▶ **PASSAGE PROVIDED**

--------------------------------------------------

Besides ARF, a number of factors that alter the p53–HDM2 feedback loop have been identified, including the retinoblastoma protein (Rb) and the transcription factor Yin Yang 1 (YY1). Nucleolar proteins are also prominent among this group, including the ribosomal proteins L5, L11, L23, S7 (10–14), PML (15) and nucleophosmin (also called B23). Ribosomal proteins L5, L11, L23 and S7 interacted with HDM2 and inhibited the HDM2–p53 feedback loop in response to ribosomal stress, such as treatment with low dose actinomycin D (Act D), serum starvation (13), 5-fluorouracil (16) and mycophenolic acid treatment (17). Thus, releasing small protein molecules such as the ribosomal proteins from the nucleolus leads to p53 activation in response to ribosomal stress.
In this study, we designed to search for novel HDM2-binding proteins. We conducted stringent yeast two-hybrid (Y2H) screening using full-length HDM2 to screen human liver cDNA library. RPL26 was a novel ribosomal protein that can directly interact with HDM2, and its interaction with HDM2 was confirmed in vivo and in vitro. Furthermore, RPL26 modulates the HDM2-p53 interaction by forming a ternary complex among RPL26, HDM2 and p53, which leads to the stabilization of p53 and HDM2 by inhibiting the ubiquitin ligase activity of HDM2. RPL26 activates p53 by overcoming HDM2-mediated p53 degradation through the proteasome. The interaction of RPL26 and HDM2 was increased and activated p53. Overexpression of RPL26 results in activating of p53, inhibits cell proliferation and induces a p53-dependent cell cycle arrest. From previous report, RPL26 was found to bind to the 5′ untranslated region (UTR) of p53 mRNA and control p53 translation and induction after DNA damage (18). Thus, RPL26 is the only identified ribosomal protein that activates p53 by simultaneously potentiating its translation and attenuating its degradation till now. These observations provide an additional regulatory mechanism associated with RPL26 in regulating p53 function.

--------------------------------------------------

▶ **TASK DIRECTIONS**
Please change "serum starvation" to "nutrient deprivation" in the p53 passage, and give everything from "Besides ARF, a" down to "to ribosomal stress." with that one change.

--------------------------------------------------

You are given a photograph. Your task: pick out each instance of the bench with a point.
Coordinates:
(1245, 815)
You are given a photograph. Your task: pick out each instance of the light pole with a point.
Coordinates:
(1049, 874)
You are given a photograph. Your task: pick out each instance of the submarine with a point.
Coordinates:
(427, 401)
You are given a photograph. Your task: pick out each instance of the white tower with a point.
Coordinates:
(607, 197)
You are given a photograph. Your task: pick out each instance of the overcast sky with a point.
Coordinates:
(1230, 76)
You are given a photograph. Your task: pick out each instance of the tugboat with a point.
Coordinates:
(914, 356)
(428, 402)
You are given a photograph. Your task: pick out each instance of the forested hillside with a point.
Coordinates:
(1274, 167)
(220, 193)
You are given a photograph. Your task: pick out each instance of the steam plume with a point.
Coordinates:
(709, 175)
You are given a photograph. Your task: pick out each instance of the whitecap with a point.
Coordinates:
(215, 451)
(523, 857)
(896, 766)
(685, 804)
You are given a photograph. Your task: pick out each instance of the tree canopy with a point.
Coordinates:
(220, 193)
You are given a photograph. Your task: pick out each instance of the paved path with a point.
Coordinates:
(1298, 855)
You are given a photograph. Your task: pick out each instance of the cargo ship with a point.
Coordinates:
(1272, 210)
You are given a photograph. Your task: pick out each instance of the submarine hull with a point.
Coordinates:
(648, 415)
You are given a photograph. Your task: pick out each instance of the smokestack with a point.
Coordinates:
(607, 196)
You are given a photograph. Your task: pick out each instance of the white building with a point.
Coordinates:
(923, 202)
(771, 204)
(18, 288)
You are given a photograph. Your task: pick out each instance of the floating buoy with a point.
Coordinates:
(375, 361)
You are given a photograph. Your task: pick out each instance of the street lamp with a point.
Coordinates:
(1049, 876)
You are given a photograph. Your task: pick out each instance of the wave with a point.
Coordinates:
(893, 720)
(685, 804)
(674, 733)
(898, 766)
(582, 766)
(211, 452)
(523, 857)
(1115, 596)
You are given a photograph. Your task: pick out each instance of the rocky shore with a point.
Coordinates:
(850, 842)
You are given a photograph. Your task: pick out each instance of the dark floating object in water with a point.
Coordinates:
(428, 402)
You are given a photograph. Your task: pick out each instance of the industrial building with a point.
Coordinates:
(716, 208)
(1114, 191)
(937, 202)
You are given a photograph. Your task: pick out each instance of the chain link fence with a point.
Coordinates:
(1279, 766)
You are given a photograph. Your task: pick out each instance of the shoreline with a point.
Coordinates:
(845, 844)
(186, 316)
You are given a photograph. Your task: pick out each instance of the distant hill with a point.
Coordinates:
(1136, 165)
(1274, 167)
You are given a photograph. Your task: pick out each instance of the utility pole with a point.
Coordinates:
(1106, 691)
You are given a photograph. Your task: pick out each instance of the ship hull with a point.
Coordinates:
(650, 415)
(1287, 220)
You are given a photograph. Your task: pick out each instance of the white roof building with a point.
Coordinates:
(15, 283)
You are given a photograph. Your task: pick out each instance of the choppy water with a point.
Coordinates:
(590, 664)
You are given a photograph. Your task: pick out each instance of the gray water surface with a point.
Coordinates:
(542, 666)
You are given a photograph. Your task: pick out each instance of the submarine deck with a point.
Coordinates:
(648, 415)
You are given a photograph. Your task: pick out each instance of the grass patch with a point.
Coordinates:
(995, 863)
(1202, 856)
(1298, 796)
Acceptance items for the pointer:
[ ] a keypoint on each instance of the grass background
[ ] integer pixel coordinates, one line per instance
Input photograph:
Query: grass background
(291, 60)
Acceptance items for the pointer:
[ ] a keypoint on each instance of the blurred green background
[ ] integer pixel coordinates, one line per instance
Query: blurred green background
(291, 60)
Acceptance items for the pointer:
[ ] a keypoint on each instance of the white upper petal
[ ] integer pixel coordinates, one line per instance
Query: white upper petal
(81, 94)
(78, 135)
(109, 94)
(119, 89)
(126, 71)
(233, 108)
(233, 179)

--------------------------------------------------

▶ **ANSWER FOR THE TASK**
Besides ARF, a number of factors that alter the p53–HDM2 feedback loop have been identified, including the retinoblastoma protein (Rb) and the transcription factor Yin Yang 1 (YY1). Nucleolar proteins are also prominent among this group, including the ribosomal proteins L5, L11, L23, S7 (10–14), PML (15) and nucleophosmin (also called B23). Ribosomal proteins L5, L11, L23 and S7 interacted with HDM2 and inhibited the HDM2–p53 feedback loop in response to ribosomal stress, such as treatment with low dose actinomycin D (Act D), nutrient deprivation (13), 5-fluorouracil (16) and mycophenolic acid treatment (17). Thus, releasing small protein molecules such as the ribosomal proteins from the nucleolus leads to p53 activation in response to ribosomal stress.